*Record set:*
•••••

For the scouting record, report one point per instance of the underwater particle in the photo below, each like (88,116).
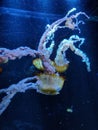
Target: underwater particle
(70,110)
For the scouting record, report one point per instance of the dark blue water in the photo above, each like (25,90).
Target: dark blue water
(22,24)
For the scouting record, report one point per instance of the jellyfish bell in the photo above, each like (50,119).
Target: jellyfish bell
(50,84)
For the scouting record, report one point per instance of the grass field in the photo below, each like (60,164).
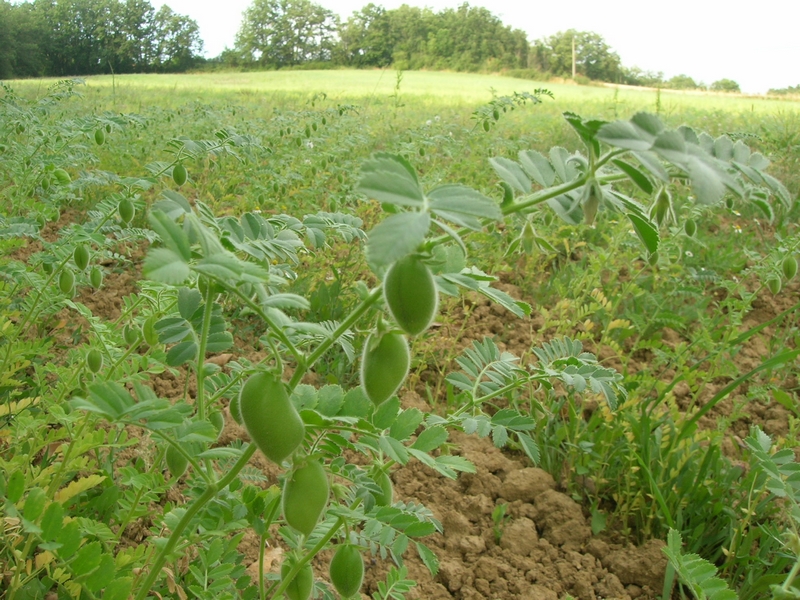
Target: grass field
(426,87)
(616,305)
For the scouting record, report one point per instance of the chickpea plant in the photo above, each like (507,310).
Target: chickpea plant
(204,266)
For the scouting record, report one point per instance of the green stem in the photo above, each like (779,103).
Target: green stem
(55,483)
(124,523)
(354,316)
(318,547)
(277,330)
(190,513)
(261,589)
(792,574)
(201,353)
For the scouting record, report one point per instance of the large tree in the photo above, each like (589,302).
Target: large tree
(365,38)
(594,57)
(282,33)
(178,44)
(87,37)
(21,33)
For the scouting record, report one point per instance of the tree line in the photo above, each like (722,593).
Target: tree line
(87,37)
(288,33)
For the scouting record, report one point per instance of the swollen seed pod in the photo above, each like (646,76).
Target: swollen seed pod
(789,267)
(126,210)
(386,497)
(305,495)
(62,176)
(149,331)
(130,334)
(590,202)
(94,360)
(96,277)
(81,257)
(347,570)
(66,281)
(411,295)
(384,367)
(300,587)
(179,174)
(176,462)
(218,421)
(270,417)
(774,285)
(661,212)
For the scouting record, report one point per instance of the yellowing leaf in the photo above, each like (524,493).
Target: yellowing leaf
(77,487)
(45,558)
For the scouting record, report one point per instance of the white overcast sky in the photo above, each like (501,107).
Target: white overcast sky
(756,44)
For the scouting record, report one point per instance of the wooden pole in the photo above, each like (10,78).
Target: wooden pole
(573,57)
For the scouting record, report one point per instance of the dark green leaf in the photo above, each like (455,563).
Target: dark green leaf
(356,404)
(330,400)
(723,148)
(189,300)
(393,449)
(646,230)
(15,487)
(304,396)
(181,353)
(567,207)
(221,265)
(390,178)
(406,424)
(119,589)
(537,167)
(103,575)
(587,130)
(463,200)
(511,173)
(70,539)
(650,162)
(706,182)
(430,439)
(87,559)
(639,178)
(52,521)
(172,235)
(626,135)
(164,265)
(530,447)
(670,145)
(386,413)
(34,504)
(395,237)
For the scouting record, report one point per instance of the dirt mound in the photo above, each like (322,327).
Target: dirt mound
(542,549)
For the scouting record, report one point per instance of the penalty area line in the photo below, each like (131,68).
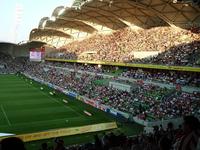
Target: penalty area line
(8,121)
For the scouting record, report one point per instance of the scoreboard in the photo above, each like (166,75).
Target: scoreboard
(37,54)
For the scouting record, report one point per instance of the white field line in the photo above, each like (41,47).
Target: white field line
(5,115)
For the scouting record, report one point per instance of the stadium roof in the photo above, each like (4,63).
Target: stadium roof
(88,16)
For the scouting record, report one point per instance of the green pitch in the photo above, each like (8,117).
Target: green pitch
(25,108)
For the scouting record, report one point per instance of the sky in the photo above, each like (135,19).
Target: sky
(19,17)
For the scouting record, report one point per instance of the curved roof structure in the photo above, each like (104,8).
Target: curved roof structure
(90,16)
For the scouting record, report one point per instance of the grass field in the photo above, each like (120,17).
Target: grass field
(24,108)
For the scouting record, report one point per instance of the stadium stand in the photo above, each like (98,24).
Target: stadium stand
(160,32)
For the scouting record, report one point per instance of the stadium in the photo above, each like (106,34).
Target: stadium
(105,75)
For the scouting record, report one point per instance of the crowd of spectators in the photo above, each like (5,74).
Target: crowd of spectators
(169,77)
(175,46)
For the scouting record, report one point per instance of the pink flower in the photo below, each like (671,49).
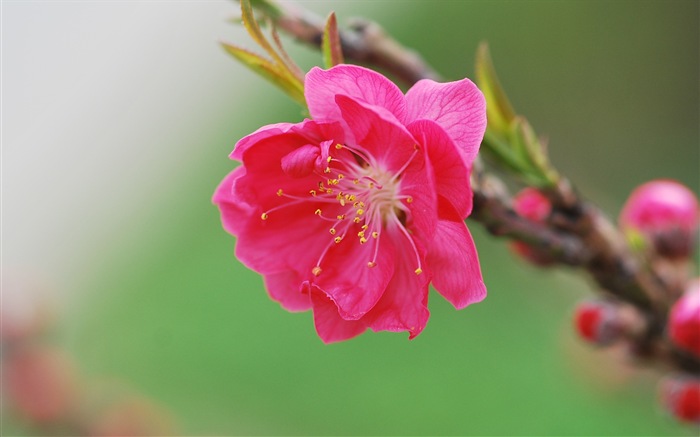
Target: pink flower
(355,212)
(684,319)
(666,213)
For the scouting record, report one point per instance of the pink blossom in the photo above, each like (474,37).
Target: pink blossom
(664,212)
(684,319)
(355,212)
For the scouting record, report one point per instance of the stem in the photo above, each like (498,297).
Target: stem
(364,41)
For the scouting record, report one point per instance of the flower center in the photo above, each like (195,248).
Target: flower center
(359,198)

•••••

*Problem description:* Exactly reproduce each record, leaving out any pictures.

*Answer to the task:*
For the scouting record, report one point per instance of the underwater particle in the photo below, each like (88,116).
Target: underwater particle
(70,110)
For the scouting record, report one point per instance of the dark blue water in the photo above, each like (25,90).
Target: dark blue water
(22,24)
For the scouting record, report one point per instance of the jellyfish bell in the photo above, each like (50,119).
Target: jellyfish bell
(50,84)
For the scouting record, report one point per instance of the grass field in the photo below, each like (60,164).
Target: grass field
(426,87)
(616,305)
For the scouting record, report one point per instance of the chickpea plant in the photo above, each like (507,310).
Target: chickpea plant
(204,266)
For the scouting record, report one point per instance of the green stem in the photo above, each like (779,103).
Target: green stem
(55,483)
(124,523)
(354,316)
(318,547)
(277,330)
(190,513)
(261,589)
(792,574)
(201,353)
For the scouting record, report one point per instance of the large tree in the photo above, each like (589,302).
Target: large tree
(365,38)
(594,57)
(282,33)
(178,44)
(87,37)
(21,33)
For the scouting record, report one point per instance of the tree line in the photo above, each like (722,593).
Target: tree line
(87,37)
(288,33)
For the scouting record, report one point per instance of the swollen seed pod in the photo above, each like (646,76).
Target: swollen seed pod
(789,267)
(126,210)
(386,497)
(305,495)
(62,176)
(149,331)
(130,334)
(590,202)
(94,360)
(96,277)
(81,257)
(347,570)
(66,281)
(411,295)
(384,367)
(300,587)
(179,174)
(176,462)
(218,421)
(270,417)
(774,285)
(661,212)
For the scouting record, report one point per instance of the yellowing leaf in the photo above, each like (524,493).
Target: yellowing leaf
(77,487)
(45,558)
For the scouting record, report one point per instance of the white overcast sky in the photo above, each like (501,107).
Target: white overcast sky
(756,44)
For the scouting record, report one point per instance of the wooden pole in the photo above, each like (10,78).
Target: wooden pole
(573,57)
For the scouting record, report one point per instance of the dark green leaf in the photo above, each like (455,563).
Target: dark green leaf
(356,404)
(330,400)
(723,148)
(189,300)
(393,449)
(646,230)
(15,487)
(304,396)
(181,353)
(567,207)
(221,265)
(390,178)
(406,424)
(119,589)
(537,167)
(103,575)
(587,130)
(463,200)
(511,173)
(70,539)
(650,162)
(706,182)
(430,439)
(87,559)
(639,178)
(52,521)
(172,235)
(626,135)
(164,265)
(530,447)
(670,145)
(386,413)
(34,504)
(395,237)
For the scouting record, report one point per instance of the dirt mound in the photo above, each like (322,327).
Target: dirt mound
(542,549)
For the scouting record, report one point per instance of the penalty area line in the photo below, each like (131,68).
Target: penalty area line
(8,121)
For the scouting record, report one point per instance of the scoreboard in the photo above, each like (166,75).
Target: scoreboard
(37,54)
For the scouting record, report one point per instance of the white field line in the photo above, each like (41,47).
Target: white field line
(5,115)
For the scouting record, report one point per instance of the stadium roof in the photo above, each like (4,63).
Target: stadium roof
(88,16)
For the scouting record, report one point per instance of the green pitch in the photo above, each like (8,117).
Target: green pitch
(25,108)
For the scouting record, report one point per instance of the sky in the photo above, each like (135,19).
Target: sky
(19,17)
For the scouting record, report one point per instance of the curved roof structure in the photo above, each like (104,8).
Target: curved roof structure
(90,16)
For the scouting record, report one point per instance of the grass field in the photo above, each like (120,17).
Target: grass field
(24,108)
For the scouting record, report one point per instance of the stadium stand in the photo above, each like (98,24).
Target: stadium stand
(160,32)
For the scouting record, report one point per instance of the stadium in the photo above, each like (106,34).
Target: stadium
(105,75)
For the scouting record, report one point per instance of the crowd of spectators in the photo above, each like (5,74).
Target: crowd of spectators
(169,77)
(175,46)
For the scouting record, report one point per instance of the pink flower in the photo below, each like (671,49).
Target: pink flower
(355,212)
(684,319)
(666,213)
For the scouting record, report one point per instance of the pink blossom in the photo above, each like (474,37).
Target: pink blossom
(664,212)
(684,319)
(355,212)
For the scouting record, report one point per instance of the stem in the photo above, each like (498,297).
Target: stem
(364,41)
For the scouting record, report one point per instance of the flower center in the photo above, each like (195,248).
Target: flower center
(359,198)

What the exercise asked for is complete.